Prompt: Taking the entries below from the top, restate each line exactly and end with the line containing "row in the image above.".

########################################

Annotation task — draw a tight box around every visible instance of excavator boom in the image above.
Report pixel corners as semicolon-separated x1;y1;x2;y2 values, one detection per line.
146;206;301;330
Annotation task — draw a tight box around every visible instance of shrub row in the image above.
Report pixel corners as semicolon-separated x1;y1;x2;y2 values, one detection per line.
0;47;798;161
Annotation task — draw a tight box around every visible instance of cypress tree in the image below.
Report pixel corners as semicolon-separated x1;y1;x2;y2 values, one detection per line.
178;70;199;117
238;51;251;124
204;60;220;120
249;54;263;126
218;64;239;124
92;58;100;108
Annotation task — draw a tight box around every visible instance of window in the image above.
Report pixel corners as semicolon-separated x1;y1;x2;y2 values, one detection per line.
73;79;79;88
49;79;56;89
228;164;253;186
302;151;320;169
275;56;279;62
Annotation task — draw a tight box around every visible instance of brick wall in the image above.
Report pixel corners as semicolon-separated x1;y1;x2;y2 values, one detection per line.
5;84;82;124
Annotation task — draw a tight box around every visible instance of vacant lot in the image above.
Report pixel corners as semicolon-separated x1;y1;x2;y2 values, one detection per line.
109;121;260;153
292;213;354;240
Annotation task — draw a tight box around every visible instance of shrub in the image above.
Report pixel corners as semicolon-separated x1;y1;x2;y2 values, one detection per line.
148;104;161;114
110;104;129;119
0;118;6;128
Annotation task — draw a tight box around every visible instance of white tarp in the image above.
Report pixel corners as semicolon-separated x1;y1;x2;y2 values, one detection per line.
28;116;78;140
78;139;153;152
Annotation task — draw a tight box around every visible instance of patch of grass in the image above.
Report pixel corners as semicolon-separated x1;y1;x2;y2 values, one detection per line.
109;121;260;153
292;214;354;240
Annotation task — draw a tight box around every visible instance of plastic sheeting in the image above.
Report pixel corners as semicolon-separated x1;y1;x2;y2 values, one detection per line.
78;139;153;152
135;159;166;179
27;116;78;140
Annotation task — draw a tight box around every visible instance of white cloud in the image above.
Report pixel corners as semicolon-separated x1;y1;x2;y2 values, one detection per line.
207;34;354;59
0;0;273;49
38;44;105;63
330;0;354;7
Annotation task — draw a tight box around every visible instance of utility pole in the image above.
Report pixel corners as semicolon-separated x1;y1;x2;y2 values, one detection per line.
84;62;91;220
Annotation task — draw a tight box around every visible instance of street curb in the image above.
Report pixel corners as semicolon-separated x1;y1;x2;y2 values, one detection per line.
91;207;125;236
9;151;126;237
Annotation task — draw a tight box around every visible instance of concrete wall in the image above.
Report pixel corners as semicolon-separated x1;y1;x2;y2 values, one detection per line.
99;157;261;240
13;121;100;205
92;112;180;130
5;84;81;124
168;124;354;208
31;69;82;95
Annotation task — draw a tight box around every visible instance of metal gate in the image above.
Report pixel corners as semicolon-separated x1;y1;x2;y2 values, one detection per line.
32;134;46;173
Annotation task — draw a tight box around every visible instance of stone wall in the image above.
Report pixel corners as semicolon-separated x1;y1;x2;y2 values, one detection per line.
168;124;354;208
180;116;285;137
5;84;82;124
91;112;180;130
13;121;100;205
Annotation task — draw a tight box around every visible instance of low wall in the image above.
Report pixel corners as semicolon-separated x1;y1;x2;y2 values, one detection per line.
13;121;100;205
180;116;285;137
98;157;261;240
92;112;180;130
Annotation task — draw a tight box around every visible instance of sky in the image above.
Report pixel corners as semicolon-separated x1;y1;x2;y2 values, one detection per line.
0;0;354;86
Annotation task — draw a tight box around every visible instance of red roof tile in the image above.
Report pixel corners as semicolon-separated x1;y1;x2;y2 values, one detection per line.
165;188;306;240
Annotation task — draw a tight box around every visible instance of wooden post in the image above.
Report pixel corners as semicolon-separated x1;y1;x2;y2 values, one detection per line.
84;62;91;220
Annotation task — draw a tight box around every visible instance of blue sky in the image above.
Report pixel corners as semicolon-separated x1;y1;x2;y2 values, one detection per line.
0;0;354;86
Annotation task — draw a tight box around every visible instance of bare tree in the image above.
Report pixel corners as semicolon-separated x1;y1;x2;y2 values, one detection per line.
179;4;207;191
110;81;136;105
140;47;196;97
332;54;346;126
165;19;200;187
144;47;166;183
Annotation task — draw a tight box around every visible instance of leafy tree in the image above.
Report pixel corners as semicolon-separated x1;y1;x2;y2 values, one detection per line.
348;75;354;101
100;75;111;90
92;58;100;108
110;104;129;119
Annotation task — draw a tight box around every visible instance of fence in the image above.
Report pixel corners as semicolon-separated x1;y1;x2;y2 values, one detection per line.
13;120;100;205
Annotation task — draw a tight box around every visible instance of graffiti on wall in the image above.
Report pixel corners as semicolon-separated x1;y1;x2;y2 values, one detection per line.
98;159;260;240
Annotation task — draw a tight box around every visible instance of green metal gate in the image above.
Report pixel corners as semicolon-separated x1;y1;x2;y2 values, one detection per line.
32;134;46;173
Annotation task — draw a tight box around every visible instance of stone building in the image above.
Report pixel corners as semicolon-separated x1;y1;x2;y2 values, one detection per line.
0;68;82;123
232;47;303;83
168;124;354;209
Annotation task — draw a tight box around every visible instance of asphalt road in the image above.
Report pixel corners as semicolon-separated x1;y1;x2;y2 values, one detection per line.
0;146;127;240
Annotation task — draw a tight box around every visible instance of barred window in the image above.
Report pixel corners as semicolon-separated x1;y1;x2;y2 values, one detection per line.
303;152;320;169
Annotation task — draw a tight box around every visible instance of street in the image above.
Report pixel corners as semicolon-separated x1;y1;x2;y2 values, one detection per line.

########################################

Result for this exercise:
Annotation task — draw a tight box around every visible instance of excavator boom in the image above.
Report pixel corners as semicolon-separated x1;y1;x2;y2 values, one detection per line.
146;206;301;330
Annotation task — draw a tight box around every visible instance of shrub row in the image above.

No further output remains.